--- START ---

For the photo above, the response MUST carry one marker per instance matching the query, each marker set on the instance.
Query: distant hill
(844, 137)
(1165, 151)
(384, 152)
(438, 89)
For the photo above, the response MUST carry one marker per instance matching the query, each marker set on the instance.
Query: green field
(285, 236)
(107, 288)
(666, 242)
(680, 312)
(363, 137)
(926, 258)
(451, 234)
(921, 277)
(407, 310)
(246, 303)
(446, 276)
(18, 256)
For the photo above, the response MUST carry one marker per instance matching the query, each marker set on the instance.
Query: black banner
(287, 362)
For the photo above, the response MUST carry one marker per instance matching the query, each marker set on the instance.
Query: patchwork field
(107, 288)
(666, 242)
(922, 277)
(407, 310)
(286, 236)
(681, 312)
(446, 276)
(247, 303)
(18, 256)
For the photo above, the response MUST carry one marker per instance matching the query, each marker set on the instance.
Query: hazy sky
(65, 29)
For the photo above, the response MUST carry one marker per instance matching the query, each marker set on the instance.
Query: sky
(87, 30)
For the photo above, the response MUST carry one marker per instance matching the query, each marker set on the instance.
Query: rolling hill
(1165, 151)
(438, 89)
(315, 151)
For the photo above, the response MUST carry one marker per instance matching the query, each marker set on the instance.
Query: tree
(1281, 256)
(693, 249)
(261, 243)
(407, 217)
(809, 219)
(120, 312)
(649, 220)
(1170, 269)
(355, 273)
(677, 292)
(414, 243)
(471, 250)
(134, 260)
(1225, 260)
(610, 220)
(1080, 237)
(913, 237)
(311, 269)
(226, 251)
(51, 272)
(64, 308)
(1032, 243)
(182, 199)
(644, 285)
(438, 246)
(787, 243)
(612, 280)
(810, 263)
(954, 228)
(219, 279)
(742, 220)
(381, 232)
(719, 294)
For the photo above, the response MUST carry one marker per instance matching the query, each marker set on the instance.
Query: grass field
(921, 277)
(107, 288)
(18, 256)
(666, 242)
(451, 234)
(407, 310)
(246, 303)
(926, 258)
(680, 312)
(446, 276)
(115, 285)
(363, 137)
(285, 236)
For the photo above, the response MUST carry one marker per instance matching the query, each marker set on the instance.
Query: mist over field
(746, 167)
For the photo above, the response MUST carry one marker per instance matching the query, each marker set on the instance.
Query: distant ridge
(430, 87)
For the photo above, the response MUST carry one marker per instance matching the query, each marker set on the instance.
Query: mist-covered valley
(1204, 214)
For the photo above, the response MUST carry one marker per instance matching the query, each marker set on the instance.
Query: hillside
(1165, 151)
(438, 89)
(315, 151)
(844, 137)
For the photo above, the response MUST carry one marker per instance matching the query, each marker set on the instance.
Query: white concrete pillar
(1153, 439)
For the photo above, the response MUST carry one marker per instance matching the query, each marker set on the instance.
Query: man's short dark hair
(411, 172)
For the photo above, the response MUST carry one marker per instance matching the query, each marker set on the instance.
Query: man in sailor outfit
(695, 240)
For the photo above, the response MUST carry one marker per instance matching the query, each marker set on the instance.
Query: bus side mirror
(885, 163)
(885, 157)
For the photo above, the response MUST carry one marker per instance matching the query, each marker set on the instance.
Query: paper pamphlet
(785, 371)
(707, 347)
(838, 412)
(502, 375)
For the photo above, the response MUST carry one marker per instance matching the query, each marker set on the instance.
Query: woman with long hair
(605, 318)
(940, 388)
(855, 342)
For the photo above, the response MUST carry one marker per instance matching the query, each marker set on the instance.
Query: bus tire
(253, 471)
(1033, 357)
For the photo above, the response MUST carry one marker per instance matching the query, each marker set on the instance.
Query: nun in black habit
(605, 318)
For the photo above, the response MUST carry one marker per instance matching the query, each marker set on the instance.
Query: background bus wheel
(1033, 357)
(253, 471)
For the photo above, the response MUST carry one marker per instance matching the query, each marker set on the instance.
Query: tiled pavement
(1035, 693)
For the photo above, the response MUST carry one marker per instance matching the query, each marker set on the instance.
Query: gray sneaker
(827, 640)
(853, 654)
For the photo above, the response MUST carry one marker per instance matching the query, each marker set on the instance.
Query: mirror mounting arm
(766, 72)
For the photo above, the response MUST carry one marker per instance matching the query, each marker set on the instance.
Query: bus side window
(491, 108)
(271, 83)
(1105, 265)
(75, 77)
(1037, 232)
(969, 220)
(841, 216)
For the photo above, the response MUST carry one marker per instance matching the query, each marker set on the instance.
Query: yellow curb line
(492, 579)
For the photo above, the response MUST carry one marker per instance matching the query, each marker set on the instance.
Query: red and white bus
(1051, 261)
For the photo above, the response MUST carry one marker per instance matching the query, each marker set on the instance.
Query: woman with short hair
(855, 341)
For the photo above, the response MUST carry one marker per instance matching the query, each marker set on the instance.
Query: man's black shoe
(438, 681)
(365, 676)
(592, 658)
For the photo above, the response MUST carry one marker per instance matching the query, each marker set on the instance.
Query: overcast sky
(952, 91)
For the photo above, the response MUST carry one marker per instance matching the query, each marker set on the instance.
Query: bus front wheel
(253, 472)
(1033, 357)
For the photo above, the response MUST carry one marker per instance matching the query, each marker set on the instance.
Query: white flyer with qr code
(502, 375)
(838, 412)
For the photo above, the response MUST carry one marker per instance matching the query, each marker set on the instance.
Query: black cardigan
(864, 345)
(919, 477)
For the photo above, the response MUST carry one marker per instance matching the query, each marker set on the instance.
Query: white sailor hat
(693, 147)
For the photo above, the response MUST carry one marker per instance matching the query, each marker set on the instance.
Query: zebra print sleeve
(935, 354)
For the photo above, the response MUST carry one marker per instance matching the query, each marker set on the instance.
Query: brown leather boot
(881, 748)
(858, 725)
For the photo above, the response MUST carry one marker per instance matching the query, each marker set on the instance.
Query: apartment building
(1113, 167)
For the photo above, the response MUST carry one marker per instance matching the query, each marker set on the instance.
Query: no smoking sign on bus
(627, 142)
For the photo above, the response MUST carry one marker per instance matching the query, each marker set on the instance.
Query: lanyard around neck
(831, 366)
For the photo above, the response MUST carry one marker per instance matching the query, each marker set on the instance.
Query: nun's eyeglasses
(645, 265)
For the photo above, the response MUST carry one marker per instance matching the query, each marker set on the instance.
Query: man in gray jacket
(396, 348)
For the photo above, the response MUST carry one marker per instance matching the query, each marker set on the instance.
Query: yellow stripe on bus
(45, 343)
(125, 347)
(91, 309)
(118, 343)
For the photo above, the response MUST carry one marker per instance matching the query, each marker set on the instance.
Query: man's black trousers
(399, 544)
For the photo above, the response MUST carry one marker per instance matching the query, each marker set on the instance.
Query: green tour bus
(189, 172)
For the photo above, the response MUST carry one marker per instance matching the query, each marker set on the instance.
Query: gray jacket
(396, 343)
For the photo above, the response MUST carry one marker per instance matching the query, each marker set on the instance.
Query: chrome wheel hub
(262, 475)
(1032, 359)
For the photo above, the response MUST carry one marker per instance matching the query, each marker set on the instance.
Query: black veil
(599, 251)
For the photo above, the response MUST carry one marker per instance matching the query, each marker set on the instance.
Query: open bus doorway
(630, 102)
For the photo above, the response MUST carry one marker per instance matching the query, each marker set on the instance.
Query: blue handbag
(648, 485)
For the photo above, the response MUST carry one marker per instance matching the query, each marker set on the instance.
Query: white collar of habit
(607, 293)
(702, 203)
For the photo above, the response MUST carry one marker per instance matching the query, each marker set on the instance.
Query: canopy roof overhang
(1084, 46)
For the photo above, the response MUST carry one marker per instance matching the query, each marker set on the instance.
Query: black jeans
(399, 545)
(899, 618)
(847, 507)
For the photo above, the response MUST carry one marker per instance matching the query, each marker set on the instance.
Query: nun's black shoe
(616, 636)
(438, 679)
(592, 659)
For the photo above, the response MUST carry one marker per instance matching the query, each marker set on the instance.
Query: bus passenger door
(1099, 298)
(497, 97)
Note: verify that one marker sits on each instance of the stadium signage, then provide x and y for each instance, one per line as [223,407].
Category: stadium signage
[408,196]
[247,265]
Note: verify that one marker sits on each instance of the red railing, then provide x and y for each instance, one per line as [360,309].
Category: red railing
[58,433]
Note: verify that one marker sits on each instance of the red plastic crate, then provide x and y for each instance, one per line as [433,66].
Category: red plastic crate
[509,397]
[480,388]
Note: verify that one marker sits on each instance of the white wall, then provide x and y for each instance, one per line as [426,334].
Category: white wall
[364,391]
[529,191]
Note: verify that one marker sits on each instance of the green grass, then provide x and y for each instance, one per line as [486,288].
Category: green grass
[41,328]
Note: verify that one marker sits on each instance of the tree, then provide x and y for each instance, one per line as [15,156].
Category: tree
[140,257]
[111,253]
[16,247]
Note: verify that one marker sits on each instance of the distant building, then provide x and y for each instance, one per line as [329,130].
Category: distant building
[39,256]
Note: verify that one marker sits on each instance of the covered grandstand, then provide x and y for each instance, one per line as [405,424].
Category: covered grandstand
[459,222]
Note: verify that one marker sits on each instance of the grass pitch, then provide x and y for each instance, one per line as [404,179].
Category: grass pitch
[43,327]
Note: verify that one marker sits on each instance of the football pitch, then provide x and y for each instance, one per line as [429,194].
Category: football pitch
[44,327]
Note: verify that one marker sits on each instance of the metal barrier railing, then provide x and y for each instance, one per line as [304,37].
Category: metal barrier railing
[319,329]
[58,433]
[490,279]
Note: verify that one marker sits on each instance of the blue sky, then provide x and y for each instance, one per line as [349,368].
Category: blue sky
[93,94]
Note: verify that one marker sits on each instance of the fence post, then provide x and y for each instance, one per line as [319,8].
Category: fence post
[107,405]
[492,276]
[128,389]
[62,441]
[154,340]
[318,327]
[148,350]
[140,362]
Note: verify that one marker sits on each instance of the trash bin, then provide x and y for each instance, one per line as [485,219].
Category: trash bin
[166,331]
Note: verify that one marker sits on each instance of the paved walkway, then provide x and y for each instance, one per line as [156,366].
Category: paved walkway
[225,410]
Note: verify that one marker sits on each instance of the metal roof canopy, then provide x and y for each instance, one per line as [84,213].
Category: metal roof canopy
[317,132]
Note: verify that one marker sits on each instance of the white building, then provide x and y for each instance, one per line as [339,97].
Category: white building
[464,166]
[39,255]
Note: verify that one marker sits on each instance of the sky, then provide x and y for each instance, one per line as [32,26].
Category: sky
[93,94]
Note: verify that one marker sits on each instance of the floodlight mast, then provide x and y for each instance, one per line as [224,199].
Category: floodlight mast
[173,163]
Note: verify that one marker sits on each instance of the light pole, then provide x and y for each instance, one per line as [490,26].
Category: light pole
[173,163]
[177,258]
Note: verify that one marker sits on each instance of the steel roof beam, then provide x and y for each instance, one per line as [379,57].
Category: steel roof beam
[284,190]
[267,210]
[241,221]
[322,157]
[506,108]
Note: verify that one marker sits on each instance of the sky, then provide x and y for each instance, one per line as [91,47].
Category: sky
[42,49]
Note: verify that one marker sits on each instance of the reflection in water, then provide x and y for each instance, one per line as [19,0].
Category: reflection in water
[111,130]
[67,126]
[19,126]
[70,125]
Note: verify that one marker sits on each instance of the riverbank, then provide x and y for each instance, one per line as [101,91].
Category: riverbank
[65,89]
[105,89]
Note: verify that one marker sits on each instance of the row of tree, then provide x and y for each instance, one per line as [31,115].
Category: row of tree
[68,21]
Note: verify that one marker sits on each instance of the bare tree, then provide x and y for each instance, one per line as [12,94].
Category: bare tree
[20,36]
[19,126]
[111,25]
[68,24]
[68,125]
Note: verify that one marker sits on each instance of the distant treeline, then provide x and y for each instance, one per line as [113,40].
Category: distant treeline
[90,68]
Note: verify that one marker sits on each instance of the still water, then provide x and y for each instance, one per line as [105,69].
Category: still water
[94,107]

--- END ---

## TASK PROMPT
A word-for-word copy of the lines above from the one with "line as [156,366]." through the one with "line as [32,26].", inclusive, is the only output wanted.

## RESPONSE TO THE EXERCISE
Note: verify that one marker sits on each instance of the paved walkway, then provide x and y for each instance, one per line as [156,366].
Category: paved walkway
[225,410]
Note: verify that one marker sits on each instance of the metal roof canopy, then provide x and y for each instance, one per line as [84,213].
Category: metal roof canopy
[317,132]
Note: verify that one marker sits on each instance of the white building, then provide x and y for each instance, one per line as [339,97].
Category: white building
[464,166]
[39,255]
Note: verify that one marker sits on each instance of the sky, then provide x and y for each instance, one per line as [32,26].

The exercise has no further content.